(WHAT YOU HAVE TO DO) From the post on funding transformative research, transcribe the passage starting with "25 New MacArthur" and going on through "place, and endeavor.".

(GIVEN PASSAGE)
*** Begin section ***

Supporting transformative research: we need this in Canada, too.

Here is the kind of thing we need more of in Canada. We do have things like Canada Research Chairs, Steacie Fellowships, and so on (though mostly these just free one from teaching), but most of the time it is a fight for very small grants that strongly focus efforts on safe, hypothesis-driven, incremental discoveries.

One from private sources:

HHMI Gives 50 Early Career Scientists a Jump on Their Next Big Idea

Fifty of the nation’s best early career science faculty will have more time and resources to focus on their boldest—and potentially transformative—research ideas with support from a new initiative from the Howard Hughes Medical Institute.

(See Nature)

And another one:

25 New MacArthur Fellows Announced

MacArthur Fellowships offer the opportunity for Fellows to accelerate their current activities or take their work in new directions. The unusual level of independence afforded to Fellows underscores the spirit of freedom intrinsic to creative endeavors. The extraordinary creativity of MacArthur Fellows knows neither boundaries nor the constraints of age, place, and endeavor.

One from public sources:

NIH Director’s Pioneer Award

The NIH Director’s Pioneer Award Program is a unique aspect of the NIH Roadmap for Medical Research, a high-risk research initiative of Research Teams of the Future. Pioneer Awards are designed to support individual scientists of exceptional creativity who propose pioneering – and possibly transforming approaches – to major challenges in biomedical and behavioral research. The term “pioneering” is used to describe highly innovative approaches that have the potential to produce an unusually high impact on a broad area of biomedical or behavioral research, and the term “award” is used to mean a grant for conducting research, rather than a reward for past achievements. To be considered pioneering, the proposed research must reflect ideas substantially different from those already being pursued in the investigator’s laboratory or elsewhere. Biomedical and behavioral research is defined broadly in this announcement as encompassing scientific investigations in the biological, behavioral, clinical, social, physical, chemical, computational, engineering, and mathematical sciences.

*** End section ***

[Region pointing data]

*** Begin section ***

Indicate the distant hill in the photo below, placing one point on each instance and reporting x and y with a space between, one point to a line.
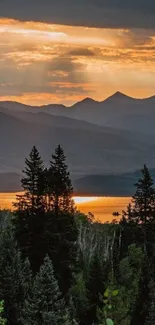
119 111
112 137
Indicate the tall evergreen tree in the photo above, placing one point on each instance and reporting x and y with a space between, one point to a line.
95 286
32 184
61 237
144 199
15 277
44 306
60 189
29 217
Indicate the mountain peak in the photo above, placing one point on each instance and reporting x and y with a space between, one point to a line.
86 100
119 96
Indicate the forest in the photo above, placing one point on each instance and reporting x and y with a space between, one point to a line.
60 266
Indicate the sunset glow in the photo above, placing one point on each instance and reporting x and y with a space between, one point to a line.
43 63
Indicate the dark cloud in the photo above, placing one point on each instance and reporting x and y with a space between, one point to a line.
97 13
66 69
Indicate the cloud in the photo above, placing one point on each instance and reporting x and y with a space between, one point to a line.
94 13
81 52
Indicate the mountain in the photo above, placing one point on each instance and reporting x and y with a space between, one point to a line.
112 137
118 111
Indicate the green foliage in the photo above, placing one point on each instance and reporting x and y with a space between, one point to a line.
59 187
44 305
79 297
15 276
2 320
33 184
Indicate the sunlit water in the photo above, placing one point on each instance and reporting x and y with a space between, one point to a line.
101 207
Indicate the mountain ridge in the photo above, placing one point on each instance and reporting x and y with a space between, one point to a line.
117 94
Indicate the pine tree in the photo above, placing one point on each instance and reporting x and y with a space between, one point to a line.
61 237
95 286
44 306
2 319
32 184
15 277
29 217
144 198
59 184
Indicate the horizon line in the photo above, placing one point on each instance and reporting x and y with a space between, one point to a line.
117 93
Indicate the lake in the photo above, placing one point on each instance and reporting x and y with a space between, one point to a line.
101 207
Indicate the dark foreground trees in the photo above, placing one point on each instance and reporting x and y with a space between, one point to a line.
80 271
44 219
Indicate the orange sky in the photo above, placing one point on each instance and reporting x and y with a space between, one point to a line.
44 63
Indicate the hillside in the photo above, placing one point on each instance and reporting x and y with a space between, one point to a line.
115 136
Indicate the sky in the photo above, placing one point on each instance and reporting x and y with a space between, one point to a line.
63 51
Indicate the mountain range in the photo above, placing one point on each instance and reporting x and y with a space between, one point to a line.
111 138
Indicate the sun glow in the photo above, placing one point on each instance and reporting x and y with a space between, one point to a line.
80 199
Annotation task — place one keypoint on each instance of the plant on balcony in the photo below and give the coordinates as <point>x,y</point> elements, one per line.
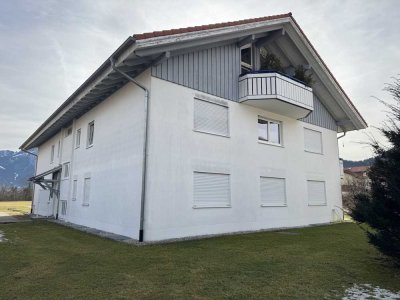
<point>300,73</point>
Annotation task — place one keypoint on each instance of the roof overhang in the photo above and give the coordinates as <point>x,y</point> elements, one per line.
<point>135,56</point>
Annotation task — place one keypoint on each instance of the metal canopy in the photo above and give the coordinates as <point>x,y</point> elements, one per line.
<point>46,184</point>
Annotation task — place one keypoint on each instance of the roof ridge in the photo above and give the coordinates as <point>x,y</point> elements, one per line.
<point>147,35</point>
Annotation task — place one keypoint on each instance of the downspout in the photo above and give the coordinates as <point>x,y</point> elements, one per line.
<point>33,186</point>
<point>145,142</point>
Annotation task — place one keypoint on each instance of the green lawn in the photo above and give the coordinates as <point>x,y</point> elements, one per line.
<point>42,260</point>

*** End section ***

(ANSWER BOX)
25 New MacArthur Fellows Announced

MacArthur Fellowships offer the opportunity for Fellows to accelerate their current activities or take their work in new directions. The unusual level of independence afforded to Fellows underscores the spirit of freedom intrinsic to creative endeavors. The extraordinary creativity of MacArthur Fellows knows neither boundaries nor the constraints of age, place, and endeavor.